THE DATA →
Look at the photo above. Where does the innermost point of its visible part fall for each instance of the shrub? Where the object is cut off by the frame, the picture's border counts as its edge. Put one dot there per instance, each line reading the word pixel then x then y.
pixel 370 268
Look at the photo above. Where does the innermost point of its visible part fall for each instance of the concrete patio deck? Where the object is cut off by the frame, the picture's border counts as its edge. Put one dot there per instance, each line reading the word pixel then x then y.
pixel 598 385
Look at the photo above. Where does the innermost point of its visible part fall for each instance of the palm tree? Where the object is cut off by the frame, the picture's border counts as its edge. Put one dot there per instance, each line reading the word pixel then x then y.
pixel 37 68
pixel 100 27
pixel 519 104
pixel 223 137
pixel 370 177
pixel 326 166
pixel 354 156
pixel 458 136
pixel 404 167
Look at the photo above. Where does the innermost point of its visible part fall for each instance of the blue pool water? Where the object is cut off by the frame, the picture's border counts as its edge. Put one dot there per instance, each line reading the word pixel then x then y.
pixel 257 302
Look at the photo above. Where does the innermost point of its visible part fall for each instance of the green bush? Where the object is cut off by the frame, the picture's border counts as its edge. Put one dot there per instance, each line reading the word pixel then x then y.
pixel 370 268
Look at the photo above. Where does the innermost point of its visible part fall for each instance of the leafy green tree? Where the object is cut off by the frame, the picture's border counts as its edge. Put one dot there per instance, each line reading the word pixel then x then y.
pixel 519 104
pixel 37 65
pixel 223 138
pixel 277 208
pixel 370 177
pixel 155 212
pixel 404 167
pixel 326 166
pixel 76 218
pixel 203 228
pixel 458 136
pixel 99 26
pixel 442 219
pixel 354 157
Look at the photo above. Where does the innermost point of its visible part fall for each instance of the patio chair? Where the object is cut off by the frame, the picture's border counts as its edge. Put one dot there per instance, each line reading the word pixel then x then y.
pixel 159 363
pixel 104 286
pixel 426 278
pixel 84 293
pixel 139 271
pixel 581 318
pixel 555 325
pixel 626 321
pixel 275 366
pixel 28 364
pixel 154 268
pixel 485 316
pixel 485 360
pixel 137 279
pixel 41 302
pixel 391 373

TRY IT → Please return exactly the lines that run from the line with "of the patio" through the end of the records above, both included, and nothing more.

PROBLEM SOLUTION →
Look at the photo above. Where does the innermost point of its visible part fall for each instance of the patio chair? Where the object is cut off by the frame, the picture's border counts as its edge. Put one dot there per instance, each line reading the word pixel then x then y.
pixel 159 363
pixel 104 286
pixel 426 278
pixel 84 293
pixel 139 271
pixel 581 318
pixel 555 325
pixel 626 321
pixel 275 366
pixel 28 364
pixel 154 268
pixel 485 316
pixel 485 360
pixel 137 279
pixel 41 302
pixel 391 373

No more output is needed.